_Request_. Output every entry exactly, from the first line to the last.

##### Given information

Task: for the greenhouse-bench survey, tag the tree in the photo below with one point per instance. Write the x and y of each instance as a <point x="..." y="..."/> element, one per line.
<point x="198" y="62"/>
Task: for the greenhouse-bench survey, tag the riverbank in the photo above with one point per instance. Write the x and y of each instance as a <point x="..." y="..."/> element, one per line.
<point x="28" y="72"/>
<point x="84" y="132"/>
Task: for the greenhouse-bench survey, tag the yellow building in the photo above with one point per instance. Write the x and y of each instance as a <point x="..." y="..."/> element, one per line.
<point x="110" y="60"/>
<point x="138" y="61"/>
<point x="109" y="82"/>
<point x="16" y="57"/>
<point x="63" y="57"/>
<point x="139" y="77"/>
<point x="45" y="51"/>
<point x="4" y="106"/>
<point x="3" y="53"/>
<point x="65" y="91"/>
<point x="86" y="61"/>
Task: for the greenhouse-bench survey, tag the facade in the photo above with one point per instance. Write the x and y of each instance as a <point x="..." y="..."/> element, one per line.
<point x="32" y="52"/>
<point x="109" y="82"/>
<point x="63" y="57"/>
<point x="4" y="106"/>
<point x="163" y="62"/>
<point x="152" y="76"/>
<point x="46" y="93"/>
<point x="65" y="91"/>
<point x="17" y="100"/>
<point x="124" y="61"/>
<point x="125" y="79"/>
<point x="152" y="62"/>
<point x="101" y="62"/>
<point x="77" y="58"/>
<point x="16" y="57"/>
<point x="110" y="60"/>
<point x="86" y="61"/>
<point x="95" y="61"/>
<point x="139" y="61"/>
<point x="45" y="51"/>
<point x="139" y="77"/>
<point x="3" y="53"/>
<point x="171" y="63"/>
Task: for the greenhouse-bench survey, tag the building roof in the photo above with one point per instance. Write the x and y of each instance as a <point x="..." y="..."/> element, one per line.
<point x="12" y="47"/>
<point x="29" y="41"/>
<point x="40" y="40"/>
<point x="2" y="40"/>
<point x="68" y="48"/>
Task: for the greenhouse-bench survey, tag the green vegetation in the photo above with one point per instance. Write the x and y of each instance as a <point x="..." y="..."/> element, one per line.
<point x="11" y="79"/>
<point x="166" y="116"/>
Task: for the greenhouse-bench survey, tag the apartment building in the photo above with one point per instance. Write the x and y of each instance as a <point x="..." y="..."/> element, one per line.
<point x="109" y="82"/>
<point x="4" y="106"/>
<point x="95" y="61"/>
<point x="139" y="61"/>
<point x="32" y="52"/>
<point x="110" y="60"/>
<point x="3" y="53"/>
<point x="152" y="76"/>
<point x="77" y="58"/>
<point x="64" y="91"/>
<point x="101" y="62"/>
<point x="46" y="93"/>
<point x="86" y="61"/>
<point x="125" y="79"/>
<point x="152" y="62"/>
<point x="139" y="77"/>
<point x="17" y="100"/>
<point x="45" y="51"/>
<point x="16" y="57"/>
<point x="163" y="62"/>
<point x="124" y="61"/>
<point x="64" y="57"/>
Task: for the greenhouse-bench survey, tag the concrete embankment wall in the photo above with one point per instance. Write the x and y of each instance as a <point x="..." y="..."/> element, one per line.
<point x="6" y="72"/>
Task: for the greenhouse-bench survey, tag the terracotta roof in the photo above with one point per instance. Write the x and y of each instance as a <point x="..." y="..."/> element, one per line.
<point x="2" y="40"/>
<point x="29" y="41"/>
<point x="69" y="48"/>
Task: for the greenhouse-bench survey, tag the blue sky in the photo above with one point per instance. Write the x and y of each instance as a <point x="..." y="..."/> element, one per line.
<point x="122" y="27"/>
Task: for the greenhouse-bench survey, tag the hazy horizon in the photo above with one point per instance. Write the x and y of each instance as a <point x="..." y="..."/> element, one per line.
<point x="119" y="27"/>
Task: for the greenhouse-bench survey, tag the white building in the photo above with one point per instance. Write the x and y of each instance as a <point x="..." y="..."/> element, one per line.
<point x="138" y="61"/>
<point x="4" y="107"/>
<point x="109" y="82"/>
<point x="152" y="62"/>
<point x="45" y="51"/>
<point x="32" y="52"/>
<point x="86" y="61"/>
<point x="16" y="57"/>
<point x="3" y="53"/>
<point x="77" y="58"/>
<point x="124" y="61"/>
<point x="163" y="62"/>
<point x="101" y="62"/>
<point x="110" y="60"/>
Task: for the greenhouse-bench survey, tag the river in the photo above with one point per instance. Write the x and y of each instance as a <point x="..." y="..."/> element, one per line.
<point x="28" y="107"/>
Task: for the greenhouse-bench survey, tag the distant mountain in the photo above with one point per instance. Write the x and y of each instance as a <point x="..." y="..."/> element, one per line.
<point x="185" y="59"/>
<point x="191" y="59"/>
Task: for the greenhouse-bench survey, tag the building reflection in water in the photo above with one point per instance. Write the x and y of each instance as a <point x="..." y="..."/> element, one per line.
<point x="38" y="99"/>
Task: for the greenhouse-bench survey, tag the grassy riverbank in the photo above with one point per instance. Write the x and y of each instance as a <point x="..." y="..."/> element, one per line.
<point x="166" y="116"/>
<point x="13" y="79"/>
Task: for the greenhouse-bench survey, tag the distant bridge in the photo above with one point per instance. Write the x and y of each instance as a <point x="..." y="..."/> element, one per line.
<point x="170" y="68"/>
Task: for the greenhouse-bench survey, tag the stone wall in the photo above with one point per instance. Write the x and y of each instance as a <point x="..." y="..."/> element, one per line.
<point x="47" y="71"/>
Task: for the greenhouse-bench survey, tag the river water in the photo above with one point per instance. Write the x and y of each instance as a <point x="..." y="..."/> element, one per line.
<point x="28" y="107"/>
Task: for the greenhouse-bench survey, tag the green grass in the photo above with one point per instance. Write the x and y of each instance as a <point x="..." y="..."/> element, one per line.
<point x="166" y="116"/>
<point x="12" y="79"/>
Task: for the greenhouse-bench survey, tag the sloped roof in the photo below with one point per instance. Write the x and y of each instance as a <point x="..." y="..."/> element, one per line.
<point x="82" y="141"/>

##########

_Answer to the problem_.
Task: for the greenhouse-bench survey, tag the tree in the photo below with one point per instance. Write the x and y of each instance as a <point x="..." y="..."/> element, one per line.
<point x="198" y="62"/>
Task: for the greenhouse-bench survey, tag the riverbank in the photo above with one point per instance. Write the x and y of each instance as a <point x="..." y="..."/> element, one per line.
<point x="28" y="72"/>
<point x="84" y="132"/>
Task: for the greenhouse-bench survey, tag the yellow building in the photo above with one point per instance. Write the x and y of each instance as a <point x="..." y="..."/> element, one per line.
<point x="110" y="60"/>
<point x="138" y="61"/>
<point x="109" y="82"/>
<point x="16" y="57"/>
<point x="63" y="57"/>
<point x="139" y="77"/>
<point x="45" y="51"/>
<point x="4" y="106"/>
<point x="3" y="53"/>
<point x="65" y="91"/>
<point x="86" y="61"/>
Task: for the greenhouse-bench survey, tag the facade in the photo above with one point per instance. Write the x and y of each instance as a <point x="..." y="..."/> element, one per line.
<point x="32" y="52"/>
<point x="109" y="82"/>
<point x="63" y="57"/>
<point x="4" y="106"/>
<point x="163" y="62"/>
<point x="152" y="76"/>
<point x="46" y="93"/>
<point x="65" y="91"/>
<point x="17" y="100"/>
<point x="124" y="61"/>
<point x="125" y="79"/>
<point x="152" y="62"/>
<point x="101" y="62"/>
<point x="77" y="58"/>
<point x="16" y="57"/>
<point x="110" y="60"/>
<point x="86" y="61"/>
<point x="95" y="61"/>
<point x="139" y="61"/>
<point x="45" y="51"/>
<point x="139" y="77"/>
<point x="3" y="53"/>
<point x="171" y="63"/>
Task: for the greenhouse-bench survey, tag the building roof in the photo above with one point per instance. Write the x and y of each instance as a <point x="..." y="..."/> element, one per line.
<point x="12" y="47"/>
<point x="29" y="41"/>
<point x="40" y="40"/>
<point x="2" y="40"/>
<point x="68" y="48"/>
Task: for the greenhouse-bench survey, tag the green vegetation in the photo above with one point per instance. Write the x and y of each instance as a <point x="..." y="..."/> element, one per line.
<point x="11" y="79"/>
<point x="166" y="116"/>
Task: for the greenhouse-bench survey, tag the apartment building in the photo above with one point per instance. Write the x and y of each instance as a <point x="..." y="..."/> element, one per line.
<point x="109" y="82"/>
<point x="4" y="106"/>
<point x="95" y="61"/>
<point x="139" y="61"/>
<point x="32" y="52"/>
<point x="110" y="60"/>
<point x="3" y="53"/>
<point x="152" y="76"/>
<point x="77" y="58"/>
<point x="64" y="91"/>
<point x="101" y="62"/>
<point x="46" y="93"/>
<point x="86" y="61"/>
<point x="125" y="79"/>
<point x="152" y="62"/>
<point x="139" y="77"/>
<point x="17" y="100"/>
<point x="45" y="51"/>
<point x="16" y="57"/>
<point x="163" y="62"/>
<point x="124" y="61"/>
<point x="64" y="57"/>
Task: for the greenhouse-bench survey, tag the concrete embankment wall in the photo above with one point per instance. Write the x and y of each instance as a <point x="..." y="..."/> element, one per line.
<point x="6" y="72"/>
Task: for the greenhouse-bench survey, tag the terracotta roof in the photo above with one point per instance. Write the x and y of each instance as a <point x="..." y="..."/> element, one per line.
<point x="2" y="40"/>
<point x="29" y="41"/>
<point x="69" y="48"/>
Task: for the greenhouse-bench survey, tag the blue sky in the photo above with one point per instance. Write the x and y of each instance as a <point x="..." y="..."/> element, one per line.
<point x="122" y="27"/>
Task: for the greenhouse-bench survey, tag the hazy horizon in the photo above with one point per instance. Write the x and y of each instance as a <point x="..." y="..."/> element, one per line.
<point x="119" y="27"/>
Task: for the greenhouse-bench survey, tag the white building in the photo above with one point per instance. Write the x and y of each instance as a <point x="..." y="..."/> element, one per line.
<point x="138" y="61"/>
<point x="4" y="107"/>
<point x="109" y="82"/>
<point x="152" y="62"/>
<point x="45" y="51"/>
<point x="32" y="52"/>
<point x="86" y="61"/>
<point x="16" y="57"/>
<point x="3" y="53"/>
<point x="77" y="58"/>
<point x="124" y="61"/>
<point x="163" y="62"/>
<point x="101" y="62"/>
<point x="110" y="60"/>
Task: for the greenhouse-bench survey, tag the river in the photo above with one point per instance. Write the x and y of each instance as a <point x="..." y="..."/> element, one per line.
<point x="28" y="107"/>
Task: for the greenhouse-bench survey, tag the distant mountain in the photo above with one point per instance. Write the x and y of each instance as a <point x="..." y="..."/> element, one per line.
<point x="185" y="59"/>
<point x="191" y="59"/>
Task: for the greenhouse-bench survey, tag the building reflection in water in the photo above with one point per instance. Write the x and y of each instance as a <point x="..." y="..."/> element, one per line.
<point x="38" y="99"/>
Task: for the greenhouse-bench survey, tag the grassy riverbank in the photo above with one point per instance. Write the x and y of each instance as a <point x="..." y="..."/> element, one per line.
<point x="166" y="116"/>
<point x="13" y="79"/>
Task: for the greenhouse-bench survey, tag the distant bridge in the photo above with one point per instance. Write the x and y of each instance as a <point x="..." y="..."/> element, one per line.
<point x="170" y="68"/>
Task: for the greenhouse-bench survey, tag the stone wall in the photo above with one point per instance. Write the x and y of each instance as a <point x="..." y="..."/> element, one per line.
<point x="47" y="71"/>
Task: for the greenhouse-bench survey, tag the river water in the photo above with one point per instance. Write the x and y of each instance as a <point x="..." y="..."/> element, one per line.
<point x="28" y="107"/>
Task: for the greenhouse-bench survey, tag the green grass in the photo above with one point per instance. Write the x and y of each instance as a <point x="..." y="..."/> element, one per line.
<point x="166" y="116"/>
<point x="12" y="79"/>
Task: for the greenhouse-bench survey, tag the sloped roof in the photo below with one point per instance. Write the x and y of each instance as a <point x="..." y="..."/> element, one per line.
<point x="82" y="141"/>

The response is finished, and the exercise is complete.